| TASKS AND EXERCISES |
A) In the text about CDC, reproduce the passage between "Instead with CDC" and "as block boundaries.", inclusive, replacing "probabilistic hash function" with "rolling hash function".
B) According to the text about CDC, what defeats the standard trick of computing hashes on fixed-sized blocks?
C) Could you continue the text about CDC from its last sentence?

| SELECTED TEXT |
BEGIN

Use case is to copy file over slow net, but the previous version is already there, so one can save time by only sending changed parts of the file.

Not to be confused with USB CDC ("communications device class"), an USB device protocol used to present serial ports and network cards. It can also be used to transfer files, the old PC-to-PC cables used it by implementing two network cards connected to each other.

2 comments

The clever trick is how it recognizes insertions. The standard trick of computing hashes on fixed sized blocks works efficiently for substitutions but is totally defeated by an insertion or deletion.

Instead with CDC the block boundaries are define by the content, so an insertion doesn’t change the block boundary, so it can tell the subsequent blocks are unchanged. I haven’t read the CDC paper but I’m guessing they just use some probabilistic hash function to define certain strings as block boundaries.

END

| RECORDED INFORMATION |
BEGIN

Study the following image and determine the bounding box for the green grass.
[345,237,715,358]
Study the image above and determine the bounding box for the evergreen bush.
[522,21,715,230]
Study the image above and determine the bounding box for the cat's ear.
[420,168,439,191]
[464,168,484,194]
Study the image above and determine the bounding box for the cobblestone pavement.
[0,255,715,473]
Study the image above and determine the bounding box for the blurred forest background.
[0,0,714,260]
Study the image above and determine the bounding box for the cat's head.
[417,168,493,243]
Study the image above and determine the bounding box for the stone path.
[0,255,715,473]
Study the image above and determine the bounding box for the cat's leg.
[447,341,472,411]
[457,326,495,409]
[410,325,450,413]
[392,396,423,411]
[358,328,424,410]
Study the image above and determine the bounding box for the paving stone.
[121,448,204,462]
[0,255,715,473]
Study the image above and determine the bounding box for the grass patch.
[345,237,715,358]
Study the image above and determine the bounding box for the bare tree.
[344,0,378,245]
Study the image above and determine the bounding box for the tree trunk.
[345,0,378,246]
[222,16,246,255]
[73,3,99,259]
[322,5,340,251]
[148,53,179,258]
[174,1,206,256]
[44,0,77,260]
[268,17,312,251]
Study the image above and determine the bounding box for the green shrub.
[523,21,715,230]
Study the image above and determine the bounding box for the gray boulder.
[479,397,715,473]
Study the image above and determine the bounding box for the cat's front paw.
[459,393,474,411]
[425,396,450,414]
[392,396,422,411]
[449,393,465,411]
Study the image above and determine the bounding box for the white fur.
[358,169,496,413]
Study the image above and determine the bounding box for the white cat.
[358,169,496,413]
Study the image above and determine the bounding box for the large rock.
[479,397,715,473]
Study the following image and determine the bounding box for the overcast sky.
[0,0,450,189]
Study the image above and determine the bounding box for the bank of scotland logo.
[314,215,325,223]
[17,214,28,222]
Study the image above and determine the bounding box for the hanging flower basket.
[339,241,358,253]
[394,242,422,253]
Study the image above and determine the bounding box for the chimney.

END

| PER-TASK ANSWERS |
A)
Instead with CDC the block boundaries are define by the content, so an insertion doesn’t change the block boundary, so it can tell the subsequent blocks are unchanged. I haven’t read the CDC paper but I’m guessing they just use some rolling hash function to define certain strings as block boundaries.

B) An insertion or deletion.

C)
Probably worth noting that ordinary rsync can also handle insertions/deletions because it uses a rolling hash. Rsync's method is bandwidth-efficient, but not especially CPU-efficient.
> I haven’t read the CDC paper but I’m guessing they just use some probabilistic hash function to define certain strings as block boundaries.

You choose a number of bits (say, 12) and then evenly distribute these in a 48-bit mask; if the hash at any point has all these bits on, that defines a boundary.

not to be confused with Center of Disease Control
Especially in the context of recent (that is, last 10 years) removal of data from Center of Disease Control sources due to changing political winds.